#### [Short task 1]
List each assumption that the ZFS post states under its "Assumptions:" heading.

#### [Document]
________________________________________

I have been looking at zfs source trying to get up to speed on the
internals.  One thing that interests me about the fs is what appears to be
a low hanging fruit for block squishing CAS (Content Addressable Storage).
I think that in addition to lzjb compression, squishing blocks that contain
the same data would buy a lot of space for administrators working in many
common workflows.

I am writing to see if I can get some feedback from people that know the
code better than I -- are there any gotchas in my logic?

Assumptions:

SHA256 hash used (Fletcher2/4 have too many collisions,  SHA256 is 2^128 if
I remember correctly)
SHA256 hash is taken on the data portion of the block as it exists on disk.
the metadata structure is hashed separately.
In the current metadata structure, there is a reserved bit portion to be
used in the future.


Description of change:
Creates:
The filesystem goes through its normal process of writing a block, and
creating the checksum.
Before the step where the metadata tree is pushed, the checksum is checked
against a global checksum tree to see if there is any match.

________________________________________

(Data drawn from a collection)
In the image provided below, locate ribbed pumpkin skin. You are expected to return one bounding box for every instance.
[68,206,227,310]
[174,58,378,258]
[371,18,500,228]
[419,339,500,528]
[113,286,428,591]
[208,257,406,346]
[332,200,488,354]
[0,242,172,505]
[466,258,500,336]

________________________________________

#### [Short task 2]
Rewrite the entries above with "ribbed pumpkin skin" renamed to "pumpkin rind", leaving everything else unchanged.

#### [Written reply 1]
- SHA256 hash used (Fletcher2/4 have too many collisions, SHA256 is 2^128 if I remember correctly)
- SHA256 hash is taken on the data portion of the block as it exists on disk.
- The metadata structure is hashed separately.
- In the current metadata structure, there is a reserved bit portion to be used in the future.

#### [Written reply 2]
In the image provided below, locate pumpkin rind. You are expected to return one bounding box for every instance.
[68,206,227,310]
[174,58,378,258]
[371,18,500,228]
[419,339,500,528]
[113,286,428,591]
[208,257,406,346]
[332,200,488,354]
[0,242,172,505]
[466,258,500,336]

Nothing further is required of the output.